Requirements | Decide whether each statement below agrees with the go newsletter, answering yes or no and quoting the newsletter's deciding words. (a) The edition is dated July 2, 2004. (b) The review of the $2.41 go set was written by Anton Ninno. (c) The newsletter says its reviewers chose books suited to playing go at home.

Source |
┄┄┄┄┄┄┄┄┄┄
AMERICAN GO E JOURNAL: News from the American Go Association

July 2, 2004

In This Edition:
THE $2.41 GO SET
THE MARBLE GO BOARD
TRICKS IN JOSEKI
OPENING THEORY MADE EASY
LESSONS IN THE FUNDAMENTALS OF GO
COME UP TO SHODAN
LET‘S PLAY GO! A SIMPLE INTRODUCTION TO THE GAME OF GO

SPECIAL GO REVIEW EDITION: We‘re very pleased to offer a Special Go Review Edition this week. We hope these reviews will help you take go along with you on your travels as we head into the Fourth of July weekend and the summer vacation season. In addition to several traveling sets, we‘ve included books our reviewers feel are especially well-suited to being on the road (or in the air), and our final review
will be handy if you need to teach new players. Safe travels, on and off the board!

THE $2.41 GO SET
Review by Anton Ninno
      We all want to play go on the best set available because so much of the enjoyment found in this ancient game comes from handling the equipment. Ask any go player and they‘ll tell you there‘s something special in the feel of cool, smooth go stones and the sound heard when clicking them down on a wooden board.
┄┄┄┄┄┄┄┄┄┄
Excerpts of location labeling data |
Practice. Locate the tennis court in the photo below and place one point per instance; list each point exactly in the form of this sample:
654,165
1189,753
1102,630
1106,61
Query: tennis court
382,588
┄┄┄┄┄┄┄┄┄┄
Reply to the task |
(a) Yes: "July 2, 2004"
(b) Yes: "Review by Anton Ninno"
(c) No: "books our reviewers feel are especially well-suited to being on the road (or in the air)"